(The task) Print, please, the line that contains "Exercise. Point out the breaking" and each line after it to the end of the entries, unchanged and with nothing else.

(The input)
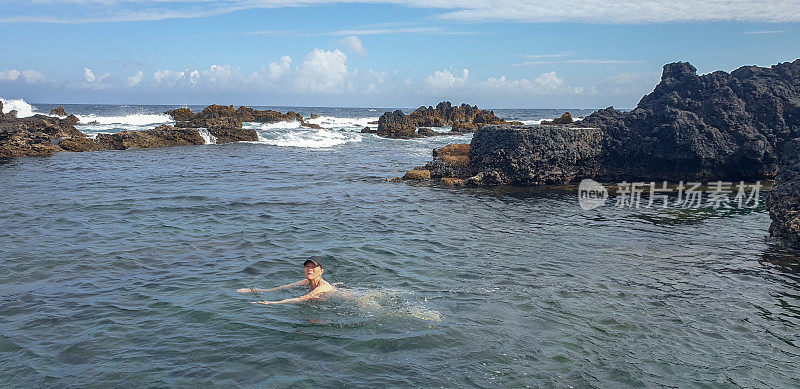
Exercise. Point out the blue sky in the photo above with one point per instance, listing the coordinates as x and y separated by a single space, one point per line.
494 53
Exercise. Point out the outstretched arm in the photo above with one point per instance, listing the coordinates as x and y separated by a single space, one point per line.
309 296
292 285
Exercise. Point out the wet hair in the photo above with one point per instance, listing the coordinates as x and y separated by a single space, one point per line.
315 260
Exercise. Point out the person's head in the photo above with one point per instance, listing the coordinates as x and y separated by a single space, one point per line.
313 268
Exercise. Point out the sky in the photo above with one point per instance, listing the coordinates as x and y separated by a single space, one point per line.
378 53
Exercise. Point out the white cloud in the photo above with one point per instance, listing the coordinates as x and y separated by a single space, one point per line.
135 79
9 75
353 43
445 80
590 11
322 71
32 76
88 75
277 71
94 82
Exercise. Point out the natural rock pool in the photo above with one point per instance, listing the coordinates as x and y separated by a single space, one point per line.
120 268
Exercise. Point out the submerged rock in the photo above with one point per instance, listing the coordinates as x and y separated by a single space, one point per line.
566 118
33 136
783 200
72 119
229 135
716 126
418 175
396 125
463 119
534 155
80 145
60 111
161 136
425 132
181 114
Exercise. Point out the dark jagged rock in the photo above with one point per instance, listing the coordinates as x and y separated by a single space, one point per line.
228 135
566 118
213 116
227 116
33 136
452 149
396 125
417 175
60 111
181 114
247 114
80 145
161 136
464 127
533 155
715 126
72 119
450 166
783 200
463 119
310 125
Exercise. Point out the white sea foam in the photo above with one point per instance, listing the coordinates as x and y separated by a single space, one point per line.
343 123
209 139
23 109
306 137
135 119
272 126
539 121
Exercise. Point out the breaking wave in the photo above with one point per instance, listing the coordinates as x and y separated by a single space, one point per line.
23 109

(Answer)
Exercise. Point out the breaking wave in the photo above with one point per instance, listing the coordinates as x and y separated by a single space, one point per line.
23 109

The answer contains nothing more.